## What is asked
In the entries below, take the part that opens with the line containing "task | drop a marker on every instance of the seed" and closes with the line containing "column 268, row 573". Convert only those lines into a numbered list, one line per item, and omit any blank lines.

## Provided material
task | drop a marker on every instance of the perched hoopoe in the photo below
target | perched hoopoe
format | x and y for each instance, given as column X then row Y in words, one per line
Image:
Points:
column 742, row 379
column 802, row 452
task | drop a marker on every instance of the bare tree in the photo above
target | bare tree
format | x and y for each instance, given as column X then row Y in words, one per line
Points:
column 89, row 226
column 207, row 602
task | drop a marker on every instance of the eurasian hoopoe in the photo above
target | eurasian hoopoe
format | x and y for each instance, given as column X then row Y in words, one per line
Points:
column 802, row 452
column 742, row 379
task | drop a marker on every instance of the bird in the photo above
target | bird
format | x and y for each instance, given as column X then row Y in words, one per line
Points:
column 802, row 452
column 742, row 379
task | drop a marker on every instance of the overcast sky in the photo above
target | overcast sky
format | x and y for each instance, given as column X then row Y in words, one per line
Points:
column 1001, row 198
==
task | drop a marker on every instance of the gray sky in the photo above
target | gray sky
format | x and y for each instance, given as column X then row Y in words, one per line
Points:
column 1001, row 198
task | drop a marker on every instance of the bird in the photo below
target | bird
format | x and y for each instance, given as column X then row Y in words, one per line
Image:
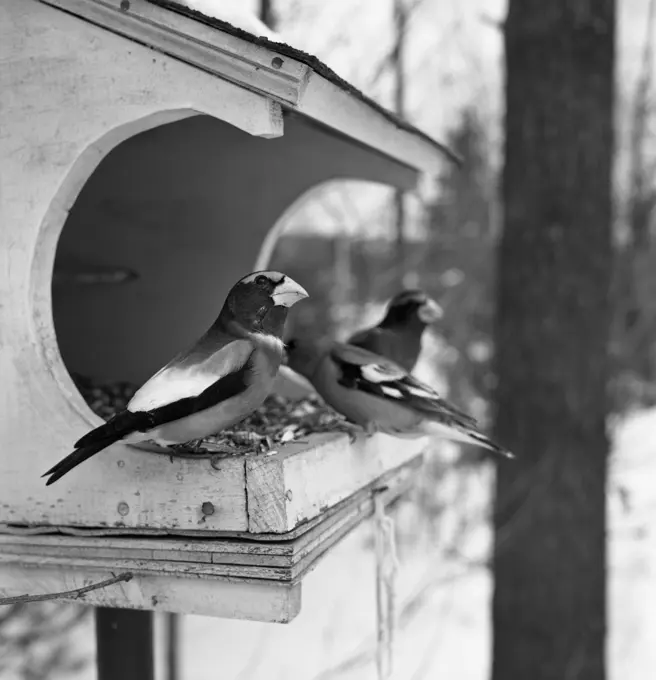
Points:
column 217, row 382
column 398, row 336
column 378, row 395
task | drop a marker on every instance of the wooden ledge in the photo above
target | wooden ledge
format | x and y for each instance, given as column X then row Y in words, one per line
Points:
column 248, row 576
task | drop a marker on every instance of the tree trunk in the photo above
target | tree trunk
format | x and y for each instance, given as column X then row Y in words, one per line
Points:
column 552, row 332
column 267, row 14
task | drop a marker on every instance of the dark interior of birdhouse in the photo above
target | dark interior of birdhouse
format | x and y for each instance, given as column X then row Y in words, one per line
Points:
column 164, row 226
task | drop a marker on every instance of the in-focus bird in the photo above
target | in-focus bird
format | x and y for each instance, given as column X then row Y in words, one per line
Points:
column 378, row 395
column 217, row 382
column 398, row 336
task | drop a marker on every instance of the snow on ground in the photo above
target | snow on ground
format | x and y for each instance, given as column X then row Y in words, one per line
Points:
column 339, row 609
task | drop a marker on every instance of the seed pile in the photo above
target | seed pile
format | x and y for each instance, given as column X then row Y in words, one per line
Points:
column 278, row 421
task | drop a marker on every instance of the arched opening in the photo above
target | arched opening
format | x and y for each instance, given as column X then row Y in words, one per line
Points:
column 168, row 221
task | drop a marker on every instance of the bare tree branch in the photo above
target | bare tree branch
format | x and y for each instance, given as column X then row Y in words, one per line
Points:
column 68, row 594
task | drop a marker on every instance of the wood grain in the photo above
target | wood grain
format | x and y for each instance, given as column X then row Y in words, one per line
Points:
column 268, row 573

## Correct answer
1. task | drop a marker on every instance of the seed pile in the photo above
2. target | seed pile
3. format | x and y for each instance, given as column X then row Y in words, one per line
4. Points:
5. column 278, row 421
6. task | drop a marker on every instance of the arched opening in the photo above
7. target | arched opening
8. format | x and y for each instance, given as column X then row Y in words, one per line
9. Points:
10. column 168, row 221
11. task | drop a marker on every instance of the bare tree branch in the photo above
12. target | bare tree branch
13. format | x and y for each instance, given as column X then row Y in words, one per line
14. Points:
15. column 68, row 594
16. task | drop a marker on every instance of the wood grain in the photo above
17. target | wood grain
18. format | x and y for each instance, given as column X then row Y in words, one per line
19. Points:
20. column 268, row 573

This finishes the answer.